## DOCUMENT TEXT
---------------

86 F. Supp. 3d 277
S.D.N.Y.2015Background
- Plaintiff model Ginta Lapina and Gingin Management (owner of Lapina’s image rights) sued multiple defendants alleging unauthorized worldwide licensing/use of Lapina’s image, trademark dilution, right of publicity, breach of contract and fiduciary duties arising from a 2013 exclusive management agreement.
- The 2013 Agreement (between Lapina and Women Management Inc.) contains a broad arbitration clause incorporating the AAA Commercial Rules and designates New York arbitration. Women NY (a related non-signatory employer/manager entity) moved to compel arbitration.
- Plaintiffs argued arbitration should be denied because Women NY was not a signatory, the contract was fraudulently induced (signatories allegedly dissolved in 2011), and the agreement was illegal under New York General Business Law Article 11 (fee cap for employment agencies).
- Women NY asserted equitable estoppel and delegation via incorporation of AAA rules; it also contended Plaintiffs had sued based on the contract and accepted its benefits.
- The court treated the arbitration clause as delegating arbitrability to the arbitrator, found Plaintiffs’ claims intertwined with the contract, and ruled that equitable estoppel and delegation principles permit Women NY (and Gingin) to compel arbitration. The action was dismissed subject to renewal after arbitration.

---------------

## LISTED ENTRIES
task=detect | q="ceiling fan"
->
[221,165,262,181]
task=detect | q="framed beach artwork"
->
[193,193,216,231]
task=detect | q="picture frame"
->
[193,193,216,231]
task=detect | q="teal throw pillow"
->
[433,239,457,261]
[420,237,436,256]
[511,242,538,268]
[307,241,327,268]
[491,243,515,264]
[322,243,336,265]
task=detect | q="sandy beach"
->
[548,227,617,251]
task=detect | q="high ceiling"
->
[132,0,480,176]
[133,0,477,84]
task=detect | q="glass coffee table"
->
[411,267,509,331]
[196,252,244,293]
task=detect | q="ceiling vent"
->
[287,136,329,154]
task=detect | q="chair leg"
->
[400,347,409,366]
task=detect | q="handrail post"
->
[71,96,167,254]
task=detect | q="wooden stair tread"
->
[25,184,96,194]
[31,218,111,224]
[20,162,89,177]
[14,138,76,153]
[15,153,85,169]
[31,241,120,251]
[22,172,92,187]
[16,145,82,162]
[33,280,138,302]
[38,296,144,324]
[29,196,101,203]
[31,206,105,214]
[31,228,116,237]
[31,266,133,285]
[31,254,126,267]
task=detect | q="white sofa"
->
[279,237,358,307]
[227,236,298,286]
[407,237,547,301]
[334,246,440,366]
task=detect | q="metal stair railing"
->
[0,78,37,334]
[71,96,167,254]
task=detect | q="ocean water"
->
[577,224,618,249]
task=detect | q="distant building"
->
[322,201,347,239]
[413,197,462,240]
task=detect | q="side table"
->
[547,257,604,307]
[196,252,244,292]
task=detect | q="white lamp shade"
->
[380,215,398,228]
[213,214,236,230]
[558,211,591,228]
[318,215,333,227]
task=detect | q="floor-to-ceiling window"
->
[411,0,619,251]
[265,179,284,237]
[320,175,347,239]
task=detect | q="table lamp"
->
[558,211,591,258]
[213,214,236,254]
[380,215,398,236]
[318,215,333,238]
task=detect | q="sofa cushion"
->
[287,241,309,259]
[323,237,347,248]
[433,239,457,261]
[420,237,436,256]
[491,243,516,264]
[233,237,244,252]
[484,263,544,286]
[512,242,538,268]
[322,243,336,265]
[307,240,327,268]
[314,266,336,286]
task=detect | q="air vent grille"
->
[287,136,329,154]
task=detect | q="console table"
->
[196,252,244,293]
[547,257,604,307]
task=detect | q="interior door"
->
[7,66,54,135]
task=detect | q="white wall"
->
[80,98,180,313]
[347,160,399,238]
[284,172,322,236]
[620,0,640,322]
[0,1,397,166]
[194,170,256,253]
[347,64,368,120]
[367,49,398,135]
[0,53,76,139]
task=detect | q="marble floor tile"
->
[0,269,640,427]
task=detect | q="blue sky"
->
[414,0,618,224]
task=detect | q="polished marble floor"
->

---------------

## PARTS OF THE EXERCISE
1. From the Lapina case summary, return everything from "- Plaintiffs argued" down to "for employment agencies).", copied word for word.
2. Rewrite the paragraph of the Lapina case summary that begins "Plaintiffs argued arbitration should be denied" as a short bulleted list, keeping its main facts.
3. According to the Lapina case summary, which rules does the arbitration clause in the 2013 Agreement incorporate?

## TASK RESULTS
1.
- Plaintiffs argued arbitration should be denied because Women NY was not a signatory, the contract was fraudulently induced (signatories allegedly dissolved in 2011), and the agreement was illegal under New York General Business Law Article 11 (fee cap for employment agencies).

2.
Plaintiffs' grounds for denying arbitration:
- Women NY was not a signatory.
- The contract was fraudulently induced, because the signatories allegedly dissolved in 2011.
- The agreement was illegal under New York General Business Law Article 11, which caps fees for employment agencies.

3. The AAA Commercial Rules.